**Alıntı**:
Öfkenin zararları ve kurtulma çareleri
Hocam, çok çabuk öfkeleniyorum, ne yapmam lazım? Öfkeyi, zararlarını ve kurtuluş çarelerini anlatırsanız çok makbule geçecek.. Selam ve dua ile [İsmi bizde mahfuz bir okuyucu]
Öfke; bildiğiniz üzere şiddetli kızgınlık hissi, hiddet ve gadap manalarında bir isimdir.
Şair diyor ki;
Râzı mısın, olmasın kaşı-gözü sîmânın?
Hiçbir değeri yoktur, öfkesi yok imanın!
Necip Fâzıl
Herhalde şairimiz, mü’minde Allah, Rasûlullah ve din düşmanlarına karşı olan/olması gereken öfkeyi kastetmiş… Öyle anlaşılıyor.
Öfke ile ilgili tabirlerimiz/deyimleremiz de vardır Türkçemizde... İşte onlardan birkaçı:
“Öfke baldan tatlıdır”. Bu söz, öfkeyi frenlemek çok zordur anlamında söylenmiştir.
“Öfke ile kalkan, zararla oturur”. Yani öfke ile söylenen söz, yapılan hareket kötü sonuçlar verir.
“Öfke topuğa çıkmak” deyimi de, aşırı derecede öfkelenmek demektir.
“Öfkede akıl olmaz”. Öfkeli insanın aklı değil, hisleri ön plandadır manasında bir tâbir.
Çok öfkelenmiş kişiler için de, “Öfkesi kabardı” deriz.
***
Öfke fıtrîdir, insana yaratılıştan gelen bir huydur. Öfkelenmemek imkânsızdır; ancak, geldiğinde bertaraf edilmesi/giderilmesi de şarttır. Eğer yangına zamanında müdahale edilmez, bacayı sararsa, hasarı büyük olur.
İnsan beyninde öfke vb. düşünce, coşku-heyecan, uyku gibi fonksiyonları düzenleyen merkezler vardır. Bu merkezlerdeki biyokimyasal dengesizlikler, düşünce ve davranışta bazı bozulmalara yol açar… Sonuçta psikiyatrik rahatsızlıklar ortaya çıkar. Bu süreci etkileyen-tetikleyen faktörler arasında ise;
- Doğuştan gelen genetik yatkınlık,
- Çocuklukta alınan eğitim,
- Çevre şartları ve kültürle ilgili unsurlar yer almaktadır.

**Yapılacak Alıştırmalar**:
A - Öfke üzerine yazıda geçen, öfkeyle ilgili Türkçe söz ve deyimlerin hepsini sıralayın.
B - Öfke üzerine yazıya göre aşağıdaki soruları cevaplayın.
(i) Alıntılanan dizelerin şairi kimdir?
(ii) Öfke insana nereden gelen bir huydur?
(iii) Beyindeki merkezlerde dengesizliğe yol açan süreci etkileyen-tetikleyen faktörler nelerdir?
C - Öfke üzerine yazıyı, son cümleden sonrasından başlayarak kaldığı yerden devam ettirin.

**Gösterilen Veriler**:
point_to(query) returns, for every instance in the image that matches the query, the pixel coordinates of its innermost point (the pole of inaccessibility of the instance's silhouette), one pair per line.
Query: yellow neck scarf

* * *

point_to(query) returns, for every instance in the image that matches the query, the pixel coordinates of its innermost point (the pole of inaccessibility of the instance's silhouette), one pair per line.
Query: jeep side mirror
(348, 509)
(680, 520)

**Cevaplar**:
A -
- "Öfke baldan tatlıdır"
- "Öfke ile kalkan, zararla oturur"
- "Öfke topuğa çıkmak"
- "Öfkede akıl olmaz"
- "Öfkesi kabardı"

B -
(i) Necip Fâzıl.
(ii) Yaratılıştan gelir; öfke fıtrîdir.
(iii) Doğuştan gelen genetik yatkınlık, çocuklukta alınan eğitim, çevre şartları ve kültürle ilgili unsurlar.

C -
Ancak sebep ne olursa olsun, bütün bu olumsuzlukları olumlu yöne kanalize etmek de bize düşmektedir.
Aslında öfke, tamamen zararlı bir huy da değildir. Kendisine yapılan saldırıları önleyebilmesi / korunabilmesi için verilmiştir insana... Onu kontrollü bir şekilde tutarsak, zararlarından korunur, faydalı yönlerinden yararlanırız. Allah için sevmek, Allah için buğzetmek/kızıp öfkelenmek gibi… Aksi halde kontrolsüz bir öfke, gerek fertler ve gerekse toplum üzerinde büyük tahribata yol açar.
***
Öfke ve şaytan arasındaki ilişki
İnsan öfkeye kapılınca, şeytan onu çocuk oynatır gibi oynatır elinde... Öfke anında şeytan insanın sırtını rahatlıkla yere getirir, onu mağlup eder... İnsana, sonradan pişman olacağı şeyleri rahatlıkla yaptırır.
Şeytan der ki; insanı yenmek için, sâkin olduğu zaman kalbine otururum... Kızdığı zaman, uçup kafasına-beynine konarım...
Öfke şeytandandır, onun en büyük ve müessir/etkili silahıdır.
Şeytan ölüm anında Müslümana bir şey yapamadığında, onu imanından çeviremediğinde çok şiddetli ağlar!
Şeytan insanın her işinde hazır bulunur... O yüzden bir işe başlayacağımız vakit, mutlaka “Eûzü-Besmele” ile (ALLAH'a sığınarak ve ALLAH'ın ismini anarak) başlamalıdır. Bu sayede şeytan uzaklaşır.
Bir işte acele etmek şeytandandır, sabırlı ve ihtiyatlı olmak ise Rahmân’dandır.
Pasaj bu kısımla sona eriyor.